Your goal:
Look through the data below for the line with "like point(229, 266)." and the line with "like point(680, 294).", then output those two and all lines in between, exactly as written.

Information shown:
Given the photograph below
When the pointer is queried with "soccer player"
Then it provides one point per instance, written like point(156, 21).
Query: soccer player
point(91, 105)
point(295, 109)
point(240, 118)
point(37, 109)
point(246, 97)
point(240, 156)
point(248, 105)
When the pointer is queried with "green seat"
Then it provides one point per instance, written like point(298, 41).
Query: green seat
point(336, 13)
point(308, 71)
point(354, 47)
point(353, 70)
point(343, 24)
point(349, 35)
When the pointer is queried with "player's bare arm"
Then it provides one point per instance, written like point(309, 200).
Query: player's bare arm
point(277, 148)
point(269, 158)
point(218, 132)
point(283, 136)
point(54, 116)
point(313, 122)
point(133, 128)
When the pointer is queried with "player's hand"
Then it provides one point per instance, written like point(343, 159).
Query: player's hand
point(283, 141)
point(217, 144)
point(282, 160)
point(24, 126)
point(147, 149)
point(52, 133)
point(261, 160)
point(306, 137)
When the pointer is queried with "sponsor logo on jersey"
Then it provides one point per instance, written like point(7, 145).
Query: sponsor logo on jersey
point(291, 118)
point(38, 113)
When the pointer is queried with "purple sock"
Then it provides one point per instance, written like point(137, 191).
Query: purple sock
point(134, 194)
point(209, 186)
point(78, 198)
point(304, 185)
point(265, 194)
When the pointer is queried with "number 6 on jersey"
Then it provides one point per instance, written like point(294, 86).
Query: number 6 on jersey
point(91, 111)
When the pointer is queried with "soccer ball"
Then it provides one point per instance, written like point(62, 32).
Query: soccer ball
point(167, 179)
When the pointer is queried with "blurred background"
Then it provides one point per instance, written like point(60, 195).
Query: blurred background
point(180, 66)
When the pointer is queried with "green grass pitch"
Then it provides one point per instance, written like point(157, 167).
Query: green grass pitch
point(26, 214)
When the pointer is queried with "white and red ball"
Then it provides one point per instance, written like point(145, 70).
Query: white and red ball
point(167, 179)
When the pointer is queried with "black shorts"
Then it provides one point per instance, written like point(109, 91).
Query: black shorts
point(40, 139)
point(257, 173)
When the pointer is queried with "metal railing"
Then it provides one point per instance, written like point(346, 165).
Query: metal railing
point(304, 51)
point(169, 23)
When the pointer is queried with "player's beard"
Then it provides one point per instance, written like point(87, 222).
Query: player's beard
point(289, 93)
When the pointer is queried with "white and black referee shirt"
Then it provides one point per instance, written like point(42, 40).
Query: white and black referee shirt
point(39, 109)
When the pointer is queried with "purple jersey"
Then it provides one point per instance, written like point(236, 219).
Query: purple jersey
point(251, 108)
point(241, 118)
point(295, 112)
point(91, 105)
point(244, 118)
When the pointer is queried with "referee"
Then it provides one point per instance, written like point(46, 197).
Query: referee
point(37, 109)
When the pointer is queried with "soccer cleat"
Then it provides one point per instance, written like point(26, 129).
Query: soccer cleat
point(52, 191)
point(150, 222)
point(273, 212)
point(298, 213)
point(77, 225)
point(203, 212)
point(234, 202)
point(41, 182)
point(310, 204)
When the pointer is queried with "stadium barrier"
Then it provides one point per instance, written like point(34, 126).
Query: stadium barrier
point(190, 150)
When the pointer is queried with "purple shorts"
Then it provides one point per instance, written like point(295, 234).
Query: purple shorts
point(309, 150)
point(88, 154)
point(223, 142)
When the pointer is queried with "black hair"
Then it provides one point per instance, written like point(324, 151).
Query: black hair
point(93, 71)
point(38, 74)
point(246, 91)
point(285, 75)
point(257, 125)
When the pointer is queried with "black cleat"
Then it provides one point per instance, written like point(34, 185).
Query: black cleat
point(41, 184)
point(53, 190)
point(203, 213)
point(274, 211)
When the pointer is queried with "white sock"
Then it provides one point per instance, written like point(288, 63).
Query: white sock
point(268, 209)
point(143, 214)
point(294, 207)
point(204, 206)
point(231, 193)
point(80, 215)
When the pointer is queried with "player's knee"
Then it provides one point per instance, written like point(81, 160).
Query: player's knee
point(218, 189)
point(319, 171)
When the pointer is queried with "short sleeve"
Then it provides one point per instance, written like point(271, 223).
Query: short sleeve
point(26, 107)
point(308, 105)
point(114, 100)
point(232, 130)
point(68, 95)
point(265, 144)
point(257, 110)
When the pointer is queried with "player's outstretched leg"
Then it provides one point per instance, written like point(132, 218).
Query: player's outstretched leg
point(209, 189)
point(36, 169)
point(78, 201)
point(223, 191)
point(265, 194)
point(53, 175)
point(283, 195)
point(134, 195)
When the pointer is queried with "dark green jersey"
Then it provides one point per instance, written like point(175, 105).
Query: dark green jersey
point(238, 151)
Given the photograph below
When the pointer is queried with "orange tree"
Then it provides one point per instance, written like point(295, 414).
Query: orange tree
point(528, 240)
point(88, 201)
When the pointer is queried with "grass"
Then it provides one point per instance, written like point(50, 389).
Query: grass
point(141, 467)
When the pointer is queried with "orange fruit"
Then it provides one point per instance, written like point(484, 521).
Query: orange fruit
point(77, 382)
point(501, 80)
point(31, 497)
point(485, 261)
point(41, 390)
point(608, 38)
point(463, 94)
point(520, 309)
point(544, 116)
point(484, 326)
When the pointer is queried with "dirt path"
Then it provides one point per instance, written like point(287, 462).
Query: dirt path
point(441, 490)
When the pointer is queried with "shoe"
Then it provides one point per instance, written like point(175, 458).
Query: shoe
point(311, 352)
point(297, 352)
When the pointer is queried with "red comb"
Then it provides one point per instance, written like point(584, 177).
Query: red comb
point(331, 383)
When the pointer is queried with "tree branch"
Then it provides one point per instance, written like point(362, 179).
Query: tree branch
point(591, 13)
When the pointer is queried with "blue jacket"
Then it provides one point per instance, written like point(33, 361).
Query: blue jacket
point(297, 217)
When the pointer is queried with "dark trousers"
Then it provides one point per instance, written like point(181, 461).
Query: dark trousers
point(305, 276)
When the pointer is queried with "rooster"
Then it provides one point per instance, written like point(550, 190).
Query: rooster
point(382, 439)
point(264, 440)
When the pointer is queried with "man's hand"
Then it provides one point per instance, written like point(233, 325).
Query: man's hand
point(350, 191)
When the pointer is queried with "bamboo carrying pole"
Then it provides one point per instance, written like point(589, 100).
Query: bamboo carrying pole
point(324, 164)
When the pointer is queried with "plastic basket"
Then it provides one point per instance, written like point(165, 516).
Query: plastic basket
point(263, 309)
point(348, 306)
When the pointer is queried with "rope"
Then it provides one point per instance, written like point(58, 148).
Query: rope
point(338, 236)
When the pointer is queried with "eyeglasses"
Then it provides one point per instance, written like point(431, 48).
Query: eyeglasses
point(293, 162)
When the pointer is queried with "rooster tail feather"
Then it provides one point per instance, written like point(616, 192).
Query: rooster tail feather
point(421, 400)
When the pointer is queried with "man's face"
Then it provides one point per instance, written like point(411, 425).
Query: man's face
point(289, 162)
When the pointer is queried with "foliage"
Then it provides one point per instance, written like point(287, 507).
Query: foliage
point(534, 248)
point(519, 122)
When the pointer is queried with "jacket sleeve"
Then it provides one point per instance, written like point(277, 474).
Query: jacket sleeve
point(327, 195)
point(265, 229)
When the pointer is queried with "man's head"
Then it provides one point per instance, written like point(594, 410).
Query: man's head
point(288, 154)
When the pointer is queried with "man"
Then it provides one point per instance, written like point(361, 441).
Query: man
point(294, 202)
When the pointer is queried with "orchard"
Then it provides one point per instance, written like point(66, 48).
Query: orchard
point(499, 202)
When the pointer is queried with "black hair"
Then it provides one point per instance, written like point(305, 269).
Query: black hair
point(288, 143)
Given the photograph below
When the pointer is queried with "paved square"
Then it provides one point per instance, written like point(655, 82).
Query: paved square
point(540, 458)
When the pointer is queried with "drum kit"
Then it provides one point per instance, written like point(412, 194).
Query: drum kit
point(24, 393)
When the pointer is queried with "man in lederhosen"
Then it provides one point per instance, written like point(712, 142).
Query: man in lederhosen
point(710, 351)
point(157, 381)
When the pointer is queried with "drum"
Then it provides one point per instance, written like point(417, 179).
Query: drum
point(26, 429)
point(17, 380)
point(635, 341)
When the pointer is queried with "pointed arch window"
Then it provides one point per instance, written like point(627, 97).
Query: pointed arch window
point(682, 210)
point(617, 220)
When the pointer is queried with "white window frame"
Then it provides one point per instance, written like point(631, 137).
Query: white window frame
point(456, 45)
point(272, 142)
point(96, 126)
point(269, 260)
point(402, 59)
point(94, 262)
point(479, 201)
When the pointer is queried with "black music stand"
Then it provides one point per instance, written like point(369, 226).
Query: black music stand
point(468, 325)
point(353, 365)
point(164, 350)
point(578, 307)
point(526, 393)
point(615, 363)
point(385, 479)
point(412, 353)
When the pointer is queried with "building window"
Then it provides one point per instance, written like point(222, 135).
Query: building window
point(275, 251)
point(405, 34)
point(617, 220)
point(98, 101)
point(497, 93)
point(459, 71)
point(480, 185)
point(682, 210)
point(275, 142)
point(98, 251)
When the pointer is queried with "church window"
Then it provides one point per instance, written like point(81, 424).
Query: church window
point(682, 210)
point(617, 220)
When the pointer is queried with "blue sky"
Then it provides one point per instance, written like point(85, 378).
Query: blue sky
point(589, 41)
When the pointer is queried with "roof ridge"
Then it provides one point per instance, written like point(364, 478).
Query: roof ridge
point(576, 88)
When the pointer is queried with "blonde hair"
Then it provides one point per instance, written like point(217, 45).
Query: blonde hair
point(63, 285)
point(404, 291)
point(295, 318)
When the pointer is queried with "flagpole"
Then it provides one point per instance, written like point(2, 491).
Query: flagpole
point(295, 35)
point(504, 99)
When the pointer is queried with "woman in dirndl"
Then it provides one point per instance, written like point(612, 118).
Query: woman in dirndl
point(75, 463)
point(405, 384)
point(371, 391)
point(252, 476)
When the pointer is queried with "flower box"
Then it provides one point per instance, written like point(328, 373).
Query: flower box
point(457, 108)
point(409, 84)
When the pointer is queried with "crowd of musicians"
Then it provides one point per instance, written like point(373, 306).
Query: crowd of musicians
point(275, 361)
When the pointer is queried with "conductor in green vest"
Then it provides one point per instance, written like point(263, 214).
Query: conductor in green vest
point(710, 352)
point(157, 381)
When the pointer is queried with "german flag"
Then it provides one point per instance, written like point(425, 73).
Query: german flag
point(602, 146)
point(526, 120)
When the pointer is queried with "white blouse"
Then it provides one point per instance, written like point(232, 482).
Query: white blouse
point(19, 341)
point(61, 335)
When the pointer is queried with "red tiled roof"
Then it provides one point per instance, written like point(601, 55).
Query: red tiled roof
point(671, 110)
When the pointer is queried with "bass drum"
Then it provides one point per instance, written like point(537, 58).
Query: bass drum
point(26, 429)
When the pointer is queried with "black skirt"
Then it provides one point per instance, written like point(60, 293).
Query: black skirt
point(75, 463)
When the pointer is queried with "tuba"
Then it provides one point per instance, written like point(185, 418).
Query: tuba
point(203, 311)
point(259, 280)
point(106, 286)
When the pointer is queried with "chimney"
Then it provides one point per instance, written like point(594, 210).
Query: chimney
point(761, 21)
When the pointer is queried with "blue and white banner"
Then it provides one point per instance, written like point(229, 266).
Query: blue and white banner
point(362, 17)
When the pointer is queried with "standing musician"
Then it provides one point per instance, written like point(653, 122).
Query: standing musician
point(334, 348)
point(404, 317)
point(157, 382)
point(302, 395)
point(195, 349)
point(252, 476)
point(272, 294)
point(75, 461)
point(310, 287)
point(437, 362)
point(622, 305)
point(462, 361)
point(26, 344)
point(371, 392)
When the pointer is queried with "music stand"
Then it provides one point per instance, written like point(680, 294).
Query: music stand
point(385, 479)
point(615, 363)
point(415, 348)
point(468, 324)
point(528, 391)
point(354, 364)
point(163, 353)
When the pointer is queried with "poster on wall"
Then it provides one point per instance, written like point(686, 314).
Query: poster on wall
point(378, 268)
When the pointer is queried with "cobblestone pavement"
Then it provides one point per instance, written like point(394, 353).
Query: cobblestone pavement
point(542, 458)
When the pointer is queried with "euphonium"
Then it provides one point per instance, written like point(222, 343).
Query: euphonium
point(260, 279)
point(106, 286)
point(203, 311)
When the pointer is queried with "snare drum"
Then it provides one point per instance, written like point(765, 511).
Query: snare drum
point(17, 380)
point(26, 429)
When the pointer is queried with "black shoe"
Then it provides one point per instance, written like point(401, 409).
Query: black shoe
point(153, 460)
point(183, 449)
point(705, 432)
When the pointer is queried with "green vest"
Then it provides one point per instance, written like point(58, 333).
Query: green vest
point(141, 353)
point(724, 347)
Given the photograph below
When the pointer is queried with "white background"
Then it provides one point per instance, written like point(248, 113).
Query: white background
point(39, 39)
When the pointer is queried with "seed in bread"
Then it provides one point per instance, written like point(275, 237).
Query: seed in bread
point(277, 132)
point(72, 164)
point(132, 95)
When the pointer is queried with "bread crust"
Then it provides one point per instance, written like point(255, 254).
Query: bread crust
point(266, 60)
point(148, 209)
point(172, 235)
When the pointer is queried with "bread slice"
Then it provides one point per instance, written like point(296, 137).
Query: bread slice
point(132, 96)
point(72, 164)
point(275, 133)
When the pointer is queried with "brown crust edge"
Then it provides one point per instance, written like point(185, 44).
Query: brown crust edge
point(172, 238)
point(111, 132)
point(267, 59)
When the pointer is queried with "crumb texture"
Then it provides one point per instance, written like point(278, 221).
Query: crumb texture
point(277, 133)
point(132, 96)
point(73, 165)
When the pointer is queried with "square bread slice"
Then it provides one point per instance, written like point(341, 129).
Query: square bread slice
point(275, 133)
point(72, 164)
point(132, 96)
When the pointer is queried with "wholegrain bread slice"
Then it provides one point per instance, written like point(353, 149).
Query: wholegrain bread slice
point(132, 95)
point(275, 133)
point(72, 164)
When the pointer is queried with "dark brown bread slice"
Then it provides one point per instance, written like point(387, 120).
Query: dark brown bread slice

Exercise answer:
Then it provides one point per instance, written like point(229, 266).
Query: blue and white banner
point(362, 17)
When the pointer is queried with "standing musician"
Then it provides one point per instance, written like point(653, 122).
Query: standing musician
point(334, 348)
point(404, 317)
point(157, 382)
point(302, 395)
point(195, 349)
point(252, 476)
point(272, 294)
point(75, 461)
point(310, 287)
point(437, 362)
point(622, 305)
point(462, 361)
point(26, 344)
point(371, 392)
When the pointer is queried with "music stand"
Then it provides one point per instance, written like point(680, 294).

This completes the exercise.